----- SUPPLIED PASSAGE -----

French Lake dog park is a blessing to some and a headache to others — but both sides came together Dec. 8 to brainstorm ways to improve the open space.

At a meeting, neighboring residents and users of French Lake dog park, 31531 1st Ave. S., discussed prominent concerns, such as noise coming from the park, an inadequate fence, hours of operation, available dry ground space and public safety. City staff promised to hear all concerns and try its best to rectify the issues.

Ongoing noise at the north end of the park is a primary problem for homeowners there. Barking dogs, whistling, yelling and laughter are constant reminders of the park's proximity to residential housing, members of the crowd said. While the park's visitors come for an hour or two, then leave for their homes, those living close to the dog park rarely get a moment of silence, property owner Michelle Dupuis said.

"It's constant noise for us," she said. "We don't get to escape it. We're frustrated."

A faulty fence poses another problem. The chain-link enclosure around the 10-acre park is in need of repair in several areas, the crowd said. Dog owners expressed worry over their animals slipping under or through the fence. Homeowners are worried about finding escaped dogs in their backyards.

-----

From the French Lake dog park article, repeat the stretch that opens with the words containing "At a meeting, neighboring" and closes with "Michelle Dupuis said.". The rows that follow play no part in this work.

----- SUPPLIED RECORDS -----

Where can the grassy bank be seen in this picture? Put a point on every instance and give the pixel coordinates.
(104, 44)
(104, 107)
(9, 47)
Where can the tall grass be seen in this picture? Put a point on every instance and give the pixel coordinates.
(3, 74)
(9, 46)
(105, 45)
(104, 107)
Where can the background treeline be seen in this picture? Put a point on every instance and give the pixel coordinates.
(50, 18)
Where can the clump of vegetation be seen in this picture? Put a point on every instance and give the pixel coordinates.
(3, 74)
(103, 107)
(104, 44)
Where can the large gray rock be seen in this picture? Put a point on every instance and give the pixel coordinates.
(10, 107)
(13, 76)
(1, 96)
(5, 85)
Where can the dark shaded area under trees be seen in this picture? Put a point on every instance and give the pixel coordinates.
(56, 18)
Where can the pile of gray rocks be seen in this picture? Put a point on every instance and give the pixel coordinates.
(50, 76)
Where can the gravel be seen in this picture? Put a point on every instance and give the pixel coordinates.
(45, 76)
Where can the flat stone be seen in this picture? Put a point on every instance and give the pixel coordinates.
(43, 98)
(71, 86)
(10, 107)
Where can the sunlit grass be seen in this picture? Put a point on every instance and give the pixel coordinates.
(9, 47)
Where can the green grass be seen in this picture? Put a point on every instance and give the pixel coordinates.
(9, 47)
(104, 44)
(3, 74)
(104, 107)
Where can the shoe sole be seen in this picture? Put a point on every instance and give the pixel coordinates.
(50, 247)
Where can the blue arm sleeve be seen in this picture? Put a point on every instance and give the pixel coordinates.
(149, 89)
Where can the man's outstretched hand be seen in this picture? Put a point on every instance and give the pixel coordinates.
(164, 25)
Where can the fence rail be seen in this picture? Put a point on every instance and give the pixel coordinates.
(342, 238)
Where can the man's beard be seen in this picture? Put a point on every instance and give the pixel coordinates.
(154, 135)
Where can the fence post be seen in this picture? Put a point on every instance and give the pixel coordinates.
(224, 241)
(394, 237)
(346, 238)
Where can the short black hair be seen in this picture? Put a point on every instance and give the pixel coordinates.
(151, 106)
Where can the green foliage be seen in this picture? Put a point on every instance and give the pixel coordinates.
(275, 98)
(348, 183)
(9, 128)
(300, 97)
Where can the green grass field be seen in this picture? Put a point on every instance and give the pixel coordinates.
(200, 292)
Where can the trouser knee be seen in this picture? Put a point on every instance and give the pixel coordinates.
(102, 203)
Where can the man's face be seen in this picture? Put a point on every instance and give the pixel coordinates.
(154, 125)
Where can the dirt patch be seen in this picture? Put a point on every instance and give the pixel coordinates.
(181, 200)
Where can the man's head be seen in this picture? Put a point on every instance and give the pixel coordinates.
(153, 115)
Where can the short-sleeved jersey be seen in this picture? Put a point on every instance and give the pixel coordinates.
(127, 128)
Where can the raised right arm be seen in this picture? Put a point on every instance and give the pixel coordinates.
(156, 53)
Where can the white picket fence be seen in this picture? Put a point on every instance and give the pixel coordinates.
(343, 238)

-----

■ **TASK RESULT**:
At a meeting, neighboring residents and users of French Lake dog park, 31531 1st Ave. S., discussed prominent concerns, such as noise coming from the park, an inadequate fence, hours of operation, available dry ground space and public safety. City staff promised to hear all concerns and try its best to rectify the issues.

Ongoing noise at the north end of the park is a primary problem for homeowners there. Barking dogs, whistling, yelling and laughter are constant reminders of the park's proximity to residential housing, members of the crowd said. While the park's visitors come for an hour or two, then leave for their homes, those living close to the dog park rarely get a moment of silence, property owner Michelle Dupuis said.